TASKS FOR THIS EXERCISE:
- a) In the text on BiLSTM and CRF, what size of GloVe vectors does the project use?
- b) Reproduce the text on BiLSTM and CRF word for word, from "Since neural networks" up to and including "like this one.".

TEXT SEGMENT:
_ _ _ _ _ _ _

BiDirectional LSTM and CRF

Long Short-Term Memory (LSTM) networks are a type of recurrent neural network (RNN) that incorporate memory gates to selectively retain important sequential information. These gates help LSTMs overcome the vanishing gradient problem, making them well-suited for learning long-range dependencies in text.

A bidirectional LSTM (BiLSTM) reads the input sequence in both forward and backward directions, allowing it to capture context from both the left and right of each token. This richer understanding is especially valuable for tasks like NER, where the meaning of a word can depend on its surrounding words.

While an LSTM alone can be used to generate BIO tags (it is essentially yet another classification task after all), adding a Conditional Random Field (CRF) layer on top improves the consistency of the output. The CRF considers the dependencies between predicted tags, enforcing constraints like:

An I- tag should not follow an O or a mismatched B- tag.
Tag sequences like B-ORG I-PER are discouraged if not statistically supported.

Embeddings

Since neural networks cannot operate directly on raw text—and unlike Transformer models, cannot generate contextualized embeddings on their own—we rely on pre-trained static word embeddings like GloVe. For this project, we use the 100-dimensional GloVe vectors.

GloVe captures semantic meaning by repeatedly analyzing the neighborhoods in which words occur, building up a sense of meaning from co-occurrence patterns. For instance, a word like bank, will have a single embedding that blends all its meanings, since the representation is not contextualized.

While this limitation makes GloVe less precise than Transformer-based embeddings, its pre-trained and lightweight nature makes it perfect for quick experimentation in resource-constrained settings like this one.

_ _ _ _ _ _ _

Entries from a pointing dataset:
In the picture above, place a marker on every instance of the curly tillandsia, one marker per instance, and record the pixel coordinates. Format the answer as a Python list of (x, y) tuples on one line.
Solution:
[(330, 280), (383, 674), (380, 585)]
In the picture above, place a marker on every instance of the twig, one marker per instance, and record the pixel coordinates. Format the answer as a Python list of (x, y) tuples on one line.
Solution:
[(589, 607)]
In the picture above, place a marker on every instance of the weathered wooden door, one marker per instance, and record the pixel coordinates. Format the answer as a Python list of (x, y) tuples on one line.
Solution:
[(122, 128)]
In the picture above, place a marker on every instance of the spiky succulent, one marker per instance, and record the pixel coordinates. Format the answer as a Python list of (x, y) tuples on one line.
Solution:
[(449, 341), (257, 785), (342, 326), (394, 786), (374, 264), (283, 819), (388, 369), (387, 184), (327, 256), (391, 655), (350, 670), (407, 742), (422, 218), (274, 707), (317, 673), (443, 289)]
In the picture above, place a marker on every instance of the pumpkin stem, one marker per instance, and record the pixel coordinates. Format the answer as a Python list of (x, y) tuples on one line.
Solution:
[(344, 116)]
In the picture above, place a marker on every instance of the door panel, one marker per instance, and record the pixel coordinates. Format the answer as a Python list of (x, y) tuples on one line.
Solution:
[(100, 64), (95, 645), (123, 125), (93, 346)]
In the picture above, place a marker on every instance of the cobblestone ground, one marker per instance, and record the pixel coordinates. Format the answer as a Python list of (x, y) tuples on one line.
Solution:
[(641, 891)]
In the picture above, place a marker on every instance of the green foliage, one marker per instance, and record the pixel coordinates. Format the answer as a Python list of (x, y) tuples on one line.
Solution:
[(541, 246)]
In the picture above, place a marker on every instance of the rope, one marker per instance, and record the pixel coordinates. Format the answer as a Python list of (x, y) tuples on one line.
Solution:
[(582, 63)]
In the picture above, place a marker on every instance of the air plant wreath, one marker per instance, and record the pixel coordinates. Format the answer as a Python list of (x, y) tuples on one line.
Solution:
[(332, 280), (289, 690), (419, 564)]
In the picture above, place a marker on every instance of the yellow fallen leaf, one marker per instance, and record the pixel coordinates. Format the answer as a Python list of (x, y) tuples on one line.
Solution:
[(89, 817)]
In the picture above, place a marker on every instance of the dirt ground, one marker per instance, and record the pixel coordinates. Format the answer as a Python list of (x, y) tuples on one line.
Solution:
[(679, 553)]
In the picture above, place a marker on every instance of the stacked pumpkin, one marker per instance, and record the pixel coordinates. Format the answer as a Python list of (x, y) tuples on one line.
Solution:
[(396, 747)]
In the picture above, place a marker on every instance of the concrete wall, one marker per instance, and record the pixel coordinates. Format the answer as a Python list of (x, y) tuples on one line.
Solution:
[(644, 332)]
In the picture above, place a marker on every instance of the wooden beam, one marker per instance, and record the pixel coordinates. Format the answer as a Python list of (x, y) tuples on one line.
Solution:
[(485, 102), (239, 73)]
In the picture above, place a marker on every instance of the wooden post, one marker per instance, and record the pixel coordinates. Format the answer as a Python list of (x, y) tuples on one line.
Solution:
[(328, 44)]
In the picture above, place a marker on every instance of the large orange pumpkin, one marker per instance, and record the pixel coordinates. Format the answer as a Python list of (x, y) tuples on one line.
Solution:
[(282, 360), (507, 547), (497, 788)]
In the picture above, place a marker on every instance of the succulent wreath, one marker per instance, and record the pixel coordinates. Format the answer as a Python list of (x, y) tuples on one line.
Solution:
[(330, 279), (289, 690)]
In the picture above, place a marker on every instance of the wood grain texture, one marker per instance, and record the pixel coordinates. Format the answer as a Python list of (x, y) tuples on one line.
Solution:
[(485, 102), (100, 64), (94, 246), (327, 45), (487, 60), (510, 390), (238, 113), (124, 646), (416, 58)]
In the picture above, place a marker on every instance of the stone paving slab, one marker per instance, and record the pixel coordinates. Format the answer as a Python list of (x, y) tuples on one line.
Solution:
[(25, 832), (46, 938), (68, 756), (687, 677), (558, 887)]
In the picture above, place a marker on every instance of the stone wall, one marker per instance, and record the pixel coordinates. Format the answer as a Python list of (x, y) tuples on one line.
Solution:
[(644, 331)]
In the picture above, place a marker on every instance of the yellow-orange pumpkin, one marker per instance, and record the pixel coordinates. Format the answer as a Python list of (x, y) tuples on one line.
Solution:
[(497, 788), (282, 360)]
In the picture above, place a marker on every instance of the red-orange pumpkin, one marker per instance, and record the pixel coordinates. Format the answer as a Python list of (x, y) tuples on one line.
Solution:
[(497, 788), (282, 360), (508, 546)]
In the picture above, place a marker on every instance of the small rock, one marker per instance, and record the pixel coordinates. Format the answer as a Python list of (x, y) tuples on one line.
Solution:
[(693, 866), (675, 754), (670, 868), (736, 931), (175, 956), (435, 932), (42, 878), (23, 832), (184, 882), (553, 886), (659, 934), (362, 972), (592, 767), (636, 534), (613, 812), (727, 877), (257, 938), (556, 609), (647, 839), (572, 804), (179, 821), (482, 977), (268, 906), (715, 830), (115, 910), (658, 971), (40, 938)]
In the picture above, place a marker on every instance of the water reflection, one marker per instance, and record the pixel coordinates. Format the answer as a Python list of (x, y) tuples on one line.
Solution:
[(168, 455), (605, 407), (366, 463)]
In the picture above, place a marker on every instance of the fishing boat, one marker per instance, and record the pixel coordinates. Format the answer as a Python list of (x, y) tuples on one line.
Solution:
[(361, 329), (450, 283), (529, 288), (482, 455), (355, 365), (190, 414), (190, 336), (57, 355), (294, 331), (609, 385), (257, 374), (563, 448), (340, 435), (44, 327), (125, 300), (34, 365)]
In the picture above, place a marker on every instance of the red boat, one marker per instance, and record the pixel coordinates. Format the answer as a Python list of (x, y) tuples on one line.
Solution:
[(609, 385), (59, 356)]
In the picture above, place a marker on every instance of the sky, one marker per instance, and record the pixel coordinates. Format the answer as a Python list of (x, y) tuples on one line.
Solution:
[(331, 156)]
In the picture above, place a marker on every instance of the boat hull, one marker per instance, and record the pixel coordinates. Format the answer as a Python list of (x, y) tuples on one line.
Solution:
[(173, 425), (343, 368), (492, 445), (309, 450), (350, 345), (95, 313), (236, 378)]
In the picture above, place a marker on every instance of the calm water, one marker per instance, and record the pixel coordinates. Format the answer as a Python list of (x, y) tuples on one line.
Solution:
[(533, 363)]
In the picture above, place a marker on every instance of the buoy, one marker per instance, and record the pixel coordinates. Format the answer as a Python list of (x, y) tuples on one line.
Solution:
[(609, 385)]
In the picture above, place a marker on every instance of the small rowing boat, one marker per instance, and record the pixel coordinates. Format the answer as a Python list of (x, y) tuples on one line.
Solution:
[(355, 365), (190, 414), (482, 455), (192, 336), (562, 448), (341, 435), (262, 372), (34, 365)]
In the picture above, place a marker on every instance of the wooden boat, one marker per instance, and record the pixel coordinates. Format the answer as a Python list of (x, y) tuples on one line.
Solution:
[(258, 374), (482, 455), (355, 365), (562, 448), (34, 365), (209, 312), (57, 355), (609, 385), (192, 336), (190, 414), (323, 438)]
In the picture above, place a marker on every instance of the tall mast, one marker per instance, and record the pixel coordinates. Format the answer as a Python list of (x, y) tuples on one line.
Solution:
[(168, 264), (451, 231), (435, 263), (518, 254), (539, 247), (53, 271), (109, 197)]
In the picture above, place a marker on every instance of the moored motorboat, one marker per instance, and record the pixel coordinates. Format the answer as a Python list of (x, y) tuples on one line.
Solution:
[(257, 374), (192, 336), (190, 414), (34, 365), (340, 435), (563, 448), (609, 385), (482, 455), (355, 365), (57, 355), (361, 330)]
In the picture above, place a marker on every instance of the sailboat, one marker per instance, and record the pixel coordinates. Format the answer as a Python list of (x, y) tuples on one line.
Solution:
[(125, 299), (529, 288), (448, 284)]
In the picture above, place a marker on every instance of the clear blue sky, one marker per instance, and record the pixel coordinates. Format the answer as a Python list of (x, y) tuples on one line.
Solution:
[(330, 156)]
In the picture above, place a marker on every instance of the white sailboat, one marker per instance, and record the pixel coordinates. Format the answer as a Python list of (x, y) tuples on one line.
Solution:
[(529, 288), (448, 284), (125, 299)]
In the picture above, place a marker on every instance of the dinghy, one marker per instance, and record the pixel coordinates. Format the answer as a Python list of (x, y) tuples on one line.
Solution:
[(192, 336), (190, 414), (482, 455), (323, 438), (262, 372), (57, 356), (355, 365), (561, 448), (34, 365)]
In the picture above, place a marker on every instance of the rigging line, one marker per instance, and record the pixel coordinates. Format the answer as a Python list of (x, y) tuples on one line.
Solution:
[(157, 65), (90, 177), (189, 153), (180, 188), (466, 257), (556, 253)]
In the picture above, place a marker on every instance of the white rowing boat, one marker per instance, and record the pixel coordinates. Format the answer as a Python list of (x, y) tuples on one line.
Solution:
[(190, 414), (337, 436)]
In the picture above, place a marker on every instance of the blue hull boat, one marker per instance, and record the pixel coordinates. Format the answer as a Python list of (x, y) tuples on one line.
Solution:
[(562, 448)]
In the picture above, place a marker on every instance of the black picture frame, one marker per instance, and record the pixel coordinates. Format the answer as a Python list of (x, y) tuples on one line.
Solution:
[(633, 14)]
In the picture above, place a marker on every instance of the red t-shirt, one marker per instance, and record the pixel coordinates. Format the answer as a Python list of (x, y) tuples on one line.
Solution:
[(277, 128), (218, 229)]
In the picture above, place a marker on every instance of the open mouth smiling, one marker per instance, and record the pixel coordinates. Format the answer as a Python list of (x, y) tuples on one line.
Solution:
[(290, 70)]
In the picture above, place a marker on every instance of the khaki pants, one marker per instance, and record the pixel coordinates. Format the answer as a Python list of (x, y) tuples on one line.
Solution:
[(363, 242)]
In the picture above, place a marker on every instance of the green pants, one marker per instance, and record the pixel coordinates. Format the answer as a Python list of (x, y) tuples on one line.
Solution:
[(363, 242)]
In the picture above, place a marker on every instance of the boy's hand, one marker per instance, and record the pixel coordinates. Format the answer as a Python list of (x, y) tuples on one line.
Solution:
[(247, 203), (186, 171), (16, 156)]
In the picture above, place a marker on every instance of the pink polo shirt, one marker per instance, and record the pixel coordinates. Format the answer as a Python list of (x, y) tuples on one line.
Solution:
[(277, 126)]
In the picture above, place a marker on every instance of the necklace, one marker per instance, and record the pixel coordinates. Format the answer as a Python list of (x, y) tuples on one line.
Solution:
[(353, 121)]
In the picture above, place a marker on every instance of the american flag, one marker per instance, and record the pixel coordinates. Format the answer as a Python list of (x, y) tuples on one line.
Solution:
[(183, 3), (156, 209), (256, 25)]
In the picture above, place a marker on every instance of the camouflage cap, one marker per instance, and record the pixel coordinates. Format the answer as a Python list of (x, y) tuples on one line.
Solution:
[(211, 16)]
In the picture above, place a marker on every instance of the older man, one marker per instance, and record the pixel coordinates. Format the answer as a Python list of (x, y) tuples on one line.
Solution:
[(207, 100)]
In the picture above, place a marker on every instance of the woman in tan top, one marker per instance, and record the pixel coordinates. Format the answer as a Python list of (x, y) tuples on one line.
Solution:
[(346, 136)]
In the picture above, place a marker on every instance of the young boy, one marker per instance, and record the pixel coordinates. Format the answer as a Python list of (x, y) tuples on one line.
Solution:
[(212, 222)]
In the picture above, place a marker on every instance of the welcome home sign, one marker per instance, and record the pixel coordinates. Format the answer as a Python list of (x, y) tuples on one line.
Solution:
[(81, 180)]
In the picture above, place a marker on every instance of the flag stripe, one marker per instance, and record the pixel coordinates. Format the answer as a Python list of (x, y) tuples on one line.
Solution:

_ _ _ _ _ _ _

SOLUTIONS TO THE TASKS:
- a) The project uses 100-dimensional GloVe vectors.

- b)
Since neural networks cannot operate directly on raw text—and unlike Transformer models, cannot generate contextualized embeddings on their own—we rely on pre-trained static word embeddings like GloVe. For this project, we use the 100-dimensional GloVe vectors.

GloVe captures semantic meaning by repeatedly analyzing the neighborhoods in which words occur, building up a sense of meaning from co-occurrence patterns. For instance, a word like bank, will have a single embedding that blends all its meanings, since the representation is not contextualized.

While this limitation makes GloVe less precise than Transformer-based embeddings, its pre-trained and lightweight nature makes it perfect for quick experimentation in resource-constrained settings like this one.